BRANO SCELTO:
Sommario
Abstract
Nell’ultimo, ermetico e sapienziale dei “Quattro Quartetti” di Thomas S. Eliot, “Little Gidding” (1942) compaiono dei versi enigmatici che propongono Padova come uno dei luoghi più misteriosi della terra, considerati alla fine del mondo, quasi un portale aperto su altre dimensioni.
L’immaginazione poetica di Eliot, nei “Quattro Quartetti”, associa ad ognuno dei poemetti un elemento e una stagione. A “Little Gidding”, il più drammatico e al tempo stesso il più equilibrato dei quattro, assegna il fuoco e l’inverno. I “Quattro Quartetti” sono l’opera più intensa e complessa di Eliot e non è casuale che si concluda evocando l’amore, il fuoco e la rosa “e il fuoco e la rosa sono uno”, dilatandosi in una dimensione mistico-sapienziale che sovrappone Dante a San Giovanni della Croce.
IL Viaggio in Italia
“Ci sono altri luoghi che sono/ anch’essi la fine del mondo/ alcuni alle fauci del mare/ o sopra un lago scuro, in un deserto/o in una città” T.S. Eliot da “Little Gidding”
Nell’estate del 1911 Eliot, giovane studente alla Sorbona, compie un viaggio in Italia per visitare alcune città d’arte del Nord-Est e riporta le impressioni che ricava da questo viaggio annotandole su un taccuino di appunti “Notes on Italy” pubblicato per la prima volta trascritto e tradotto da Nadia Ramera (Thomas S. Eliot “Viaggio in Italia” Morcelliana 2018, pagg. 136, introduzione di Marco Roncalli). Il poeta inizia la visita a Verona (dove era arrivato in treno, da Monaco di Baviera), poi si reca a Vicenza, Venezia, Murano, Padova, Ferrara, Bologna, Modena, Parma, Milano, visita la Certosa di Pavia per poi concludere il suo viaggio a Bergamo. Annota brevi osservazioni sulle città, si sofferma nel descrivere chiese, palazzi, quadri, sculture. A Padova visita la Cappella degli Scrovegni e Giotto gli suscita stupore e perplessità. «La prima e ultima impresa di Giotto è sgradevole (...). Gli affreschi in breve non decorano, vogliono essere analizzati. Giotto è un grande narratore, anzi, un grande drammaturgo». Probabilmente i luoghi e le immagini che ha ricavato visitando Padova continuano a lavorargli dentro anche dopo molti anni, fondendosi con altre impressioni ed esperienze e in particolare lo colpisce la Basilica di Sant’Antonio, antica meta di pellegrinaggi. Riferendosi a questa scrive: «gli affreschi di Altichiero nel transetto destro sono belli...».

MATERIALE FORNITO:
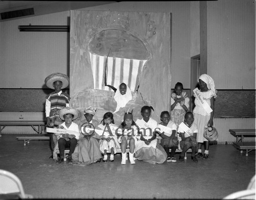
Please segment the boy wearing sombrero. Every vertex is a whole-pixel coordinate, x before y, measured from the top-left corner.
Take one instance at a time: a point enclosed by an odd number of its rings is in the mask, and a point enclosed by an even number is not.
[[[53,89],[54,91],[49,94],[46,101],[46,115],[48,127],[56,128],[63,121],[59,117],[59,111],[62,108],[70,107],[70,97],[66,93],[62,92],[61,89],[68,86],[69,77],[62,73],[54,73],[48,76],[45,80],[46,86]],[[51,134],[50,148],[53,158],[54,141],[53,134]]]
[[[80,135],[78,125],[72,121],[78,117],[78,111],[74,108],[66,107],[59,110],[59,116],[60,119],[65,121],[59,124],[58,128],[72,131],[72,132],[62,134],[58,140],[60,157],[58,158],[56,164],[61,163],[64,160],[64,152],[67,147],[70,148],[68,162],[72,163],[72,155],[77,144]]]

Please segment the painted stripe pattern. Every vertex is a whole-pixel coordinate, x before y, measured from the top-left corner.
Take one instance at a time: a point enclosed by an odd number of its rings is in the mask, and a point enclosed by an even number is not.
[[[94,89],[112,91],[104,85],[106,56],[90,53]],[[141,71],[147,60],[128,59],[108,57],[106,84],[118,88],[121,83],[125,83],[131,91],[135,92],[139,85]]]

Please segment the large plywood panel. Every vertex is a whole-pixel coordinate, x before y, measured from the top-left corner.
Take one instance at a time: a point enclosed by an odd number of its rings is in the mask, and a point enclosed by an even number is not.
[[[94,106],[99,119],[106,112],[113,112],[115,93],[104,87],[106,77],[112,79],[108,84],[116,87],[125,83],[133,96],[114,115],[117,123],[130,108],[134,109],[135,118],[141,118],[145,105],[154,108],[153,117],[159,120],[161,112],[169,108],[170,22],[169,13],[71,11],[72,106],[81,110]],[[115,70],[109,71],[113,66]]]

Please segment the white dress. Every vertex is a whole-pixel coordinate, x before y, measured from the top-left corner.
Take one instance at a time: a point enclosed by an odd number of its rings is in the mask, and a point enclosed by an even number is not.
[[[206,103],[210,106],[210,99],[212,96],[215,96],[216,94],[212,90],[209,90],[207,92],[199,92],[199,94],[203,97]],[[199,99],[197,98],[195,99],[196,107],[194,109],[193,114],[194,116],[194,121],[197,125],[198,133],[197,136],[197,141],[198,142],[202,143],[204,141],[208,141],[203,136],[204,127],[207,126],[208,122],[210,118],[210,113],[207,112],[202,106]]]

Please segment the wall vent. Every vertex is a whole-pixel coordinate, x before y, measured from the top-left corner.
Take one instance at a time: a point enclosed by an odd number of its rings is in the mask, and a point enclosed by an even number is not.
[[[0,16],[1,17],[1,19],[4,20],[34,14],[34,8],[31,8],[1,13]]]

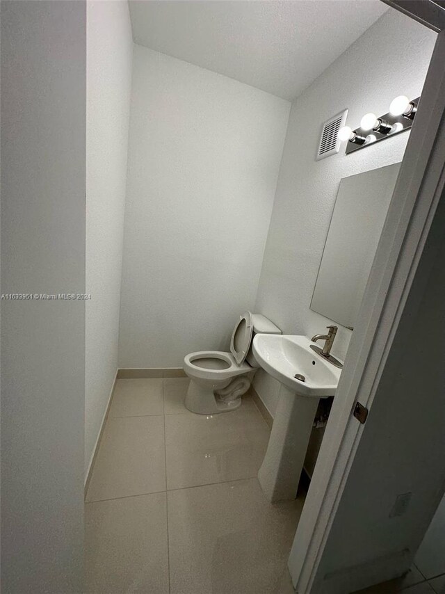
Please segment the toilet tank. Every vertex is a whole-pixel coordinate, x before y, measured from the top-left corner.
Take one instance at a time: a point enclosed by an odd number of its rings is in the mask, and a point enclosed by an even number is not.
[[[268,318],[266,318],[266,316],[263,316],[261,314],[252,314],[252,321],[253,326],[252,342],[250,343],[250,348],[249,348],[249,352],[248,353],[248,356],[245,358],[245,360],[251,367],[259,367],[259,363],[255,359],[255,355],[253,354],[252,348],[255,335],[281,334],[282,331],[280,330],[278,326],[275,326],[273,322],[271,322],[270,320],[268,319]]]

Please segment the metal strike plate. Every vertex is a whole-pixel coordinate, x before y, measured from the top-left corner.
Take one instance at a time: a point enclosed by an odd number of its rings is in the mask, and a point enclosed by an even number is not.
[[[354,417],[355,417],[357,421],[359,423],[362,423],[362,425],[364,425],[366,422],[369,412],[369,411],[366,406],[360,404],[359,402],[355,403],[355,406],[354,407]]]

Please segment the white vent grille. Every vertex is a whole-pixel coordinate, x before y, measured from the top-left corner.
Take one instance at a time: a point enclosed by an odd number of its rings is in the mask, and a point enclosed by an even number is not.
[[[321,131],[317,161],[331,154],[335,154],[340,150],[341,141],[337,136],[339,130],[346,122],[347,115],[348,110],[345,109],[344,111],[325,122]]]

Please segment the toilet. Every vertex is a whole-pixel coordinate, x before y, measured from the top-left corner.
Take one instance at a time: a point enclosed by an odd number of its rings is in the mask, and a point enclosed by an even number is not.
[[[245,312],[232,335],[230,352],[200,351],[184,360],[191,381],[185,404],[192,412],[214,415],[234,410],[250,386],[259,367],[252,351],[256,334],[281,334],[273,322],[261,314]]]

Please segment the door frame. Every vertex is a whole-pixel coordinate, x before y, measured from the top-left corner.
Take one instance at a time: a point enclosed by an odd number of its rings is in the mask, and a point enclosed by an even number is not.
[[[396,3],[387,3],[399,9]],[[406,13],[406,8],[403,12]],[[416,15],[412,16],[419,20]],[[442,30],[431,58],[359,323],[351,339],[291,551],[289,568],[299,594],[311,591],[364,431],[364,426],[353,416],[352,411],[357,401],[369,409],[372,406],[445,187],[444,63],[445,31]]]

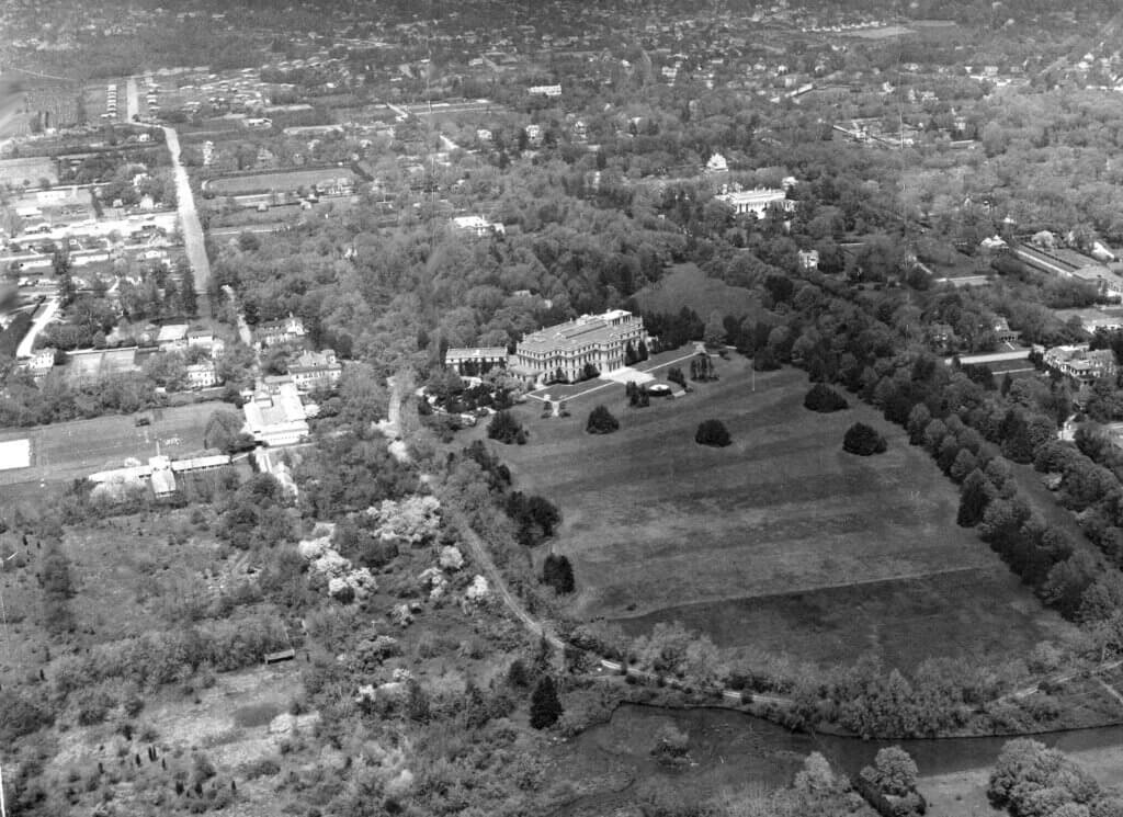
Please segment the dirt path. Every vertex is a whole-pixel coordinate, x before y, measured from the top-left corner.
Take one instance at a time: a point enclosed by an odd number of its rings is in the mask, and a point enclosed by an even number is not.
[[[46,329],[51,319],[55,316],[57,311],[58,299],[56,297],[51,299],[39,307],[38,314],[35,316],[35,322],[31,324],[31,329],[24,336],[24,339],[19,341],[19,348],[16,350],[17,358],[31,357],[31,350],[35,347],[35,339],[39,337],[39,332]]]
[[[445,506],[447,507],[447,505]],[[468,545],[468,550],[472,551],[472,558],[480,566],[481,570],[486,573],[489,584],[492,586],[499,597],[506,605],[506,608],[511,611],[515,618],[522,623],[522,625],[537,636],[545,636],[546,641],[549,642],[550,646],[556,650],[562,650],[565,648],[565,642],[562,641],[557,635],[550,632],[549,626],[535,618],[530,615],[529,611],[522,605],[518,598],[508,588],[506,582],[503,581],[503,576],[500,573],[499,568],[495,567],[494,560],[491,558],[491,553],[487,552],[487,545],[484,544],[483,539],[476,533],[472,525],[468,523],[467,517],[464,516],[459,511],[453,511],[449,516],[453,523],[460,531],[460,535],[464,543]]]

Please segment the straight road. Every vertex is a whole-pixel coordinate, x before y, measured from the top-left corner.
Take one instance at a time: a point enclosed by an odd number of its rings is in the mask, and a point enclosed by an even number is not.
[[[183,231],[183,245],[188,251],[188,260],[195,276],[195,292],[199,294],[199,314],[210,314],[210,260],[207,258],[207,245],[203,242],[203,228],[199,223],[195,211],[195,199],[191,193],[191,182],[188,169],[180,162],[180,135],[175,128],[164,127],[164,141],[172,155],[175,168],[175,201],[180,210],[180,229]]]
[[[39,332],[51,323],[51,319],[55,316],[58,311],[58,299],[53,297],[44,303],[38,310],[38,314],[35,316],[35,321],[31,323],[31,328],[28,330],[24,339],[19,341],[19,348],[16,349],[17,358],[28,358],[31,357],[31,349],[35,347],[35,339],[39,337]]]
[[[137,95],[137,77],[125,81],[125,121],[135,122],[140,116],[140,99]]]

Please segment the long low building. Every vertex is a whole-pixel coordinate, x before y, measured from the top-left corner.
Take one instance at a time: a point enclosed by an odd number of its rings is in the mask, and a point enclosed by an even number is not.
[[[1089,349],[1087,343],[1056,346],[1046,350],[1043,359],[1046,366],[1071,377],[1081,386],[1115,375],[1115,352],[1111,349]]]
[[[304,406],[291,380],[258,388],[241,411],[246,415],[246,432],[266,446],[292,446],[308,437]]]
[[[768,208],[779,208],[784,212],[791,212],[795,209],[795,202],[787,198],[787,191],[780,189],[761,187],[758,190],[745,190],[734,193],[723,193],[715,198],[718,201],[725,202],[733,208],[733,211],[738,215],[752,213],[758,219],[765,217]]]
[[[647,342],[643,319],[624,310],[582,315],[523,338],[514,350],[515,374],[533,379],[579,380],[585,367],[611,371],[627,365],[629,343]]]
[[[506,357],[503,346],[451,347],[445,351],[445,366],[456,369],[459,375],[478,376],[494,366],[506,366]]]

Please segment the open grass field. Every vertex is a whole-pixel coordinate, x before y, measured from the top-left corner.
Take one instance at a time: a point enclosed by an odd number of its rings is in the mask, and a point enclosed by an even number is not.
[[[554,547],[574,563],[575,614],[633,630],[682,619],[727,646],[823,661],[870,648],[900,665],[1016,652],[1066,627],[956,526],[956,486],[874,410],[806,411],[794,369],[758,373],[755,392],[747,360],[719,373],[647,410],[628,408],[620,387],[574,401],[567,420],[526,411],[530,442],[500,451],[518,488],[562,510]],[[584,433],[599,402],[619,432]],[[709,417],[733,444],[694,443]],[[844,453],[856,420],[889,450]]]
[[[43,178],[51,184],[58,183],[55,162],[49,157],[31,156],[26,159],[0,160],[0,186],[38,187]]]
[[[0,470],[0,486],[19,483],[67,481],[106,468],[118,468],[129,457],[147,459],[156,453],[171,456],[203,447],[207,420],[225,403],[195,403],[156,412],[152,425],[137,426],[136,417],[111,415],[76,420],[35,429],[6,429],[0,442],[30,440],[28,468]]]
[[[711,278],[694,264],[670,267],[658,283],[636,293],[636,301],[643,312],[677,314],[683,306],[690,306],[703,320],[714,310],[743,318],[760,309],[751,292]]]

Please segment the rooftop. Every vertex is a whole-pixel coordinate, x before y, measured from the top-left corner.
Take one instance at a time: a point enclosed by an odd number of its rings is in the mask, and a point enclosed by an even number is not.
[[[630,324],[634,320],[638,319],[624,310],[610,310],[601,315],[582,315],[528,334],[519,347],[524,351],[554,351],[609,342],[620,337],[619,325]]]

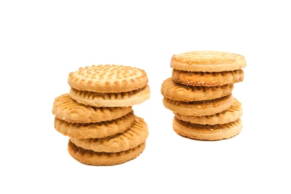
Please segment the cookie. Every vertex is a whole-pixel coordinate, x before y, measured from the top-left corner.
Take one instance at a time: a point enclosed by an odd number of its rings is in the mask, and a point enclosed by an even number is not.
[[[171,67],[188,72],[220,72],[241,69],[246,66],[242,55],[226,52],[193,51],[174,55]]]
[[[131,106],[149,98],[147,85],[142,89],[126,92],[97,93],[71,88],[70,96],[79,103],[96,107]]]
[[[132,149],[120,152],[97,152],[78,147],[69,140],[68,151],[74,158],[82,163],[95,165],[108,165],[124,163],[136,158],[143,152],[145,147],[146,142],[144,142]]]
[[[229,108],[233,102],[231,94],[212,100],[201,101],[176,101],[164,97],[164,106],[175,113],[185,115],[212,115]]]
[[[190,86],[216,86],[243,81],[243,71],[189,72],[173,69],[172,79],[176,83]]]
[[[178,101],[191,102],[221,98],[231,93],[233,84],[223,86],[186,86],[174,82],[169,78],[162,82],[161,91],[166,98]]]
[[[90,123],[74,123],[55,118],[54,127],[62,134],[72,138],[103,138],[124,132],[134,122],[133,111],[114,120]]]
[[[143,88],[148,80],[144,70],[115,65],[93,65],[80,68],[69,75],[68,83],[79,90],[117,93]]]
[[[230,108],[219,113],[213,115],[194,116],[181,115],[174,113],[176,117],[179,120],[200,125],[215,125],[225,124],[237,120],[242,115],[242,103],[235,98],[233,99],[233,104]]]
[[[113,120],[131,111],[131,106],[96,107],[82,104],[67,93],[55,99],[52,112],[57,118],[67,122],[87,123]]]
[[[148,135],[144,119],[136,117],[132,126],[124,132],[98,139],[76,139],[71,141],[77,146],[98,152],[118,152],[135,148],[146,141]]]
[[[242,129],[240,119],[224,124],[199,125],[185,122],[174,117],[173,127],[178,134],[191,138],[204,140],[227,139],[239,134]]]

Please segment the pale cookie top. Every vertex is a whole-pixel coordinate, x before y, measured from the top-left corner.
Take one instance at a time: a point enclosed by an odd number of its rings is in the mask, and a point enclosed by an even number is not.
[[[116,65],[81,67],[70,73],[68,79],[75,89],[99,93],[132,91],[146,87],[148,82],[145,71]]]
[[[171,67],[188,72],[220,72],[241,69],[246,66],[242,55],[226,52],[188,52],[174,55],[171,60]]]

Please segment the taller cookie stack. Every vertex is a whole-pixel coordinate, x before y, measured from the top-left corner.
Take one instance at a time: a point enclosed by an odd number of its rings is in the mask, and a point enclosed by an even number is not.
[[[190,138],[208,140],[231,137],[242,128],[242,104],[231,94],[242,81],[242,55],[217,51],[174,55],[172,78],[161,92],[165,107],[174,112],[174,130]]]
[[[69,153],[92,165],[123,163],[144,150],[148,134],[131,106],[148,99],[144,70],[122,65],[93,65],[69,74],[70,93],[55,99],[55,128],[70,137]]]

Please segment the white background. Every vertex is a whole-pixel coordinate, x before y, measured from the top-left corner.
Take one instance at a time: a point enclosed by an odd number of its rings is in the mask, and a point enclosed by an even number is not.
[[[290,194],[291,15],[288,1],[1,1],[0,193]],[[233,138],[182,137],[162,105],[172,56],[201,50],[246,59]],[[112,166],[73,159],[51,112],[70,72],[100,64],[144,69],[151,91],[133,107],[145,151]]]

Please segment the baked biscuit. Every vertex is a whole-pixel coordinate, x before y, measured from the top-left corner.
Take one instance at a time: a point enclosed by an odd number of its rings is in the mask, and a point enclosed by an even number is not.
[[[176,117],[179,120],[200,125],[215,125],[217,124],[228,123],[233,122],[242,115],[242,103],[235,98],[230,108],[221,113],[213,115],[203,116],[187,116],[174,113]]]
[[[62,134],[71,138],[103,138],[123,133],[134,122],[133,111],[114,120],[90,123],[74,123],[55,118],[54,127]]]
[[[71,88],[98,93],[132,91],[145,87],[148,82],[145,71],[115,65],[81,67],[70,73],[68,79]]]
[[[191,86],[216,86],[234,84],[243,80],[243,71],[190,72],[173,69],[172,78],[176,83]]]
[[[174,55],[171,67],[188,72],[219,72],[241,69],[246,66],[242,55],[226,52],[202,51]]]
[[[97,152],[78,147],[69,140],[68,151],[74,158],[82,163],[95,165],[108,165],[124,163],[136,158],[143,152],[145,147],[146,142],[144,142],[137,147],[120,152]]]
[[[221,98],[231,93],[233,84],[223,86],[186,86],[174,82],[169,78],[162,82],[161,91],[166,98],[178,101],[191,102]]]
[[[233,103],[231,94],[201,101],[176,101],[164,97],[164,106],[175,113],[190,116],[212,115],[229,108]]]
[[[242,129],[240,119],[222,125],[199,125],[185,122],[174,117],[173,127],[178,134],[191,138],[218,140],[227,139],[239,134]]]
[[[149,98],[150,91],[145,88],[126,92],[97,93],[71,88],[70,96],[79,103],[96,107],[131,106]]]
[[[69,122],[87,123],[113,120],[131,111],[131,107],[96,107],[79,104],[69,94],[55,99],[52,114]]]
[[[147,125],[142,118],[136,117],[131,127],[124,132],[98,139],[70,138],[77,146],[98,152],[118,152],[125,151],[146,141],[148,135]]]

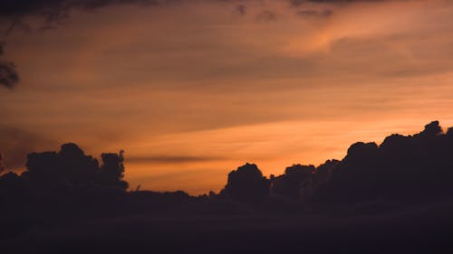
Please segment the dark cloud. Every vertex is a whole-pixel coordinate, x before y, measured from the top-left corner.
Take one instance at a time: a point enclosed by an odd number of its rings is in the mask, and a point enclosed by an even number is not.
[[[219,194],[195,197],[127,192],[122,152],[100,165],[65,144],[0,176],[0,243],[5,253],[449,253],[452,152],[453,128],[433,121],[270,179],[246,164]]]
[[[6,169],[24,167],[26,155],[31,152],[57,146],[57,142],[41,135],[0,125],[0,151]]]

CONSEGNA 1: Secondo il brano su Eliot, da quale città e con quale mezzo il poeta era arrivato a Verona?
CONSEGNA 2: Nel brano su Eliot, riscrivi in forma di elenco puntato il paragrafo che inizia con "L’immaginazione poetica di Eliot", mantenendone le informazioni principali.

SOLUZIONE SVOLTA 1: Era arrivato in treno da Monaco di Baviera.

SOLUZIONE SVOLTA 2:
- Nei "Quattro Quartetti" Eliot associa a ciascun poemetto un elemento e una stagione.
- A "Little Gidding", il più drammatico e insieme il più equilibrato dei quattro, assegna il fuoco e l’inverno.
- I "Quattro Quartetti" sono l’opera più intensa e complessa di Eliot.
- L’opera si conclude evocando l’amore, il fuoco e la rosa ("e il fuoco e la rosa sono uno") e si apre a una dimensione mistico-sapienziale che sovrappone Dante a San Giovanni della Croce.